Records from a point annotation dataset:
==========

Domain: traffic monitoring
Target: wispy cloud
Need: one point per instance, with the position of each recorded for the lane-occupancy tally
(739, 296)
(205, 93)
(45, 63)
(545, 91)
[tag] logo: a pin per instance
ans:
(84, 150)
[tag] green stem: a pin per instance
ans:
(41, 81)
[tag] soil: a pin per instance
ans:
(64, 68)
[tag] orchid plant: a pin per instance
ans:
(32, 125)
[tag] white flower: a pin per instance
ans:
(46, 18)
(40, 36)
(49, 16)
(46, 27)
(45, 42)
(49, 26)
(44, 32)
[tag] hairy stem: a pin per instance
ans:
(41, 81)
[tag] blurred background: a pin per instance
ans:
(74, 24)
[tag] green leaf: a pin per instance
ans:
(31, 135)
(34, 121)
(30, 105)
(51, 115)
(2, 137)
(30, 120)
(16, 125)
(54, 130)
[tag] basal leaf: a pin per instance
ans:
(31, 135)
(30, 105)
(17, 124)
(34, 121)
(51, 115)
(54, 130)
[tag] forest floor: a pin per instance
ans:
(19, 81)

==========

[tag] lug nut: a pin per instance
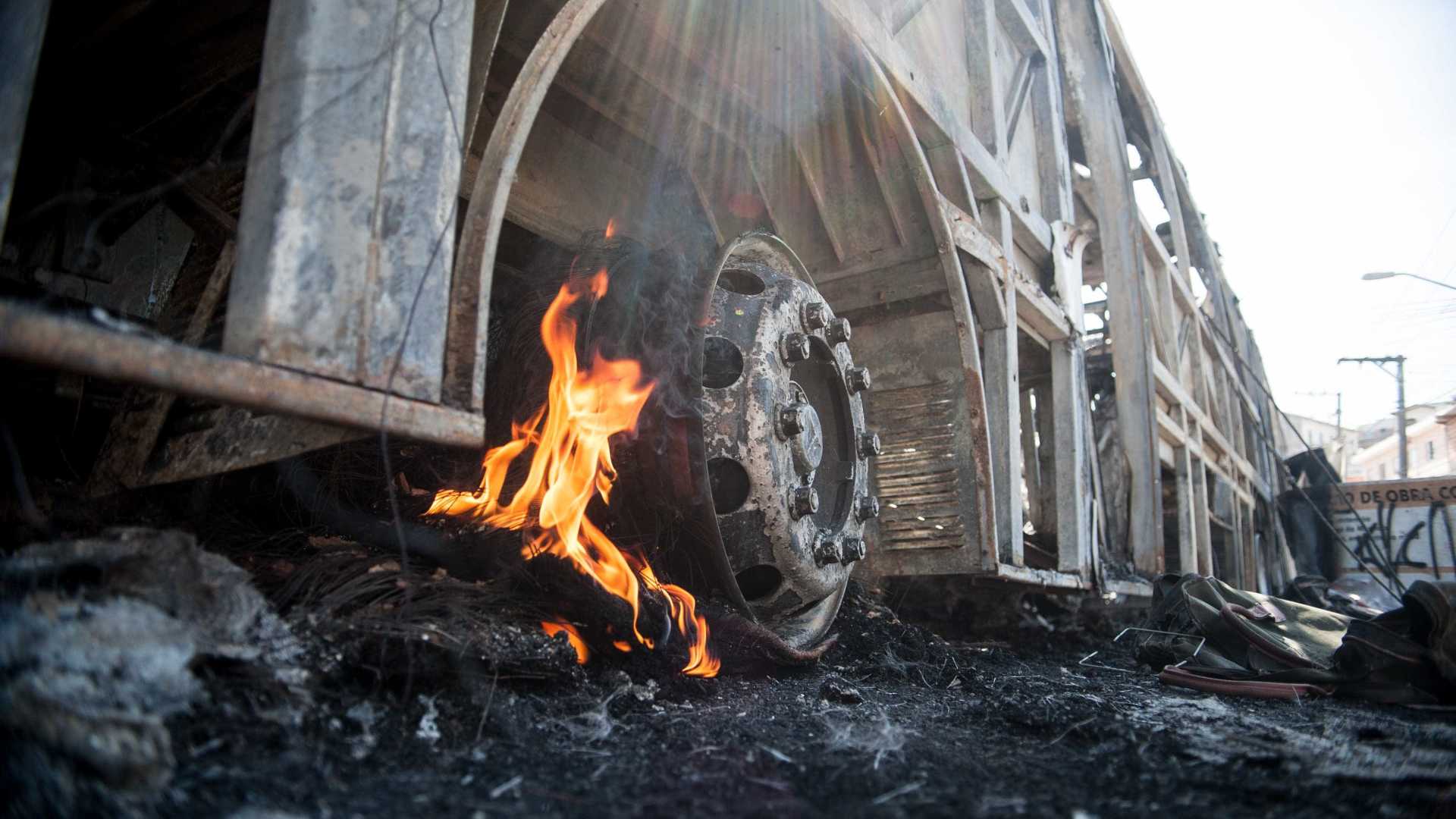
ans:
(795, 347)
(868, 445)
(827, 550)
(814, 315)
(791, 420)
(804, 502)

==========

Problem to work on:
Gather every line of the items that contains the string "green". List each line in full.

Response for this exercise:
[tag] green stem: a pin per instance
[tag] green leaf: a pin per instance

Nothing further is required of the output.